私の基本的立場としては、糖質制限でがんと立ち向かう意思に変わりはありませんが、目の前にある血液のデータに対しては専門家ではないですが、かって理学と工学の世界に身を置いた者として、データが全ての世界に生きてきた人間としては、しっかりとデータを尊重して、その意味するところを知りたいと思っています。
(1) 代謝異常の原因は?
通常の血液検査では現れない複数の血液中のたんぱく質と脂質の分画検査でかなりの数の成分の下限値を下回ったり、上回ったりしており、この原因が極端な糖質制限による代謝系の乱れから起こっており、エネルギーを産生する最も効率的で細胞にやさしいブドウ糖からのエネルギー生産がストップし、たんぱく質や脂肪を燃やして得るエネルギーで、その産生工程において細胞に余計な負担をかけると同時に体を構成するたんぱく質や脂質をエネルギーに変えてしまっておりそこに体を構成する成分のアンバランスが起きているのではないかというのが私の解釈です。

▶ 利用できる資料

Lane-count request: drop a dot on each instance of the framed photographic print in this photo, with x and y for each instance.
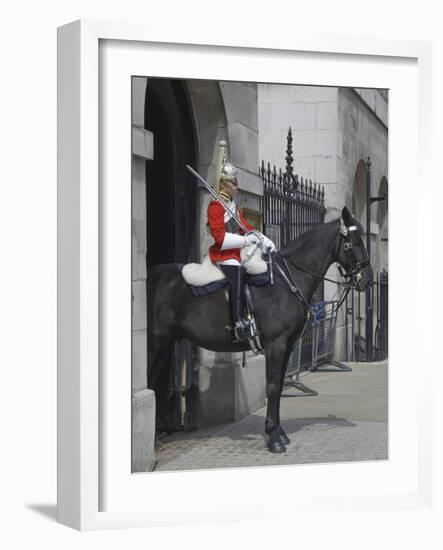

▶ 作業内容
文書の抜粋によると、筆者はかつてどのような世界に身を置いていましたか。 この資料は今回の作業には関係しません。

▶ 回答欄
理学と工学の世界に身を置いていました。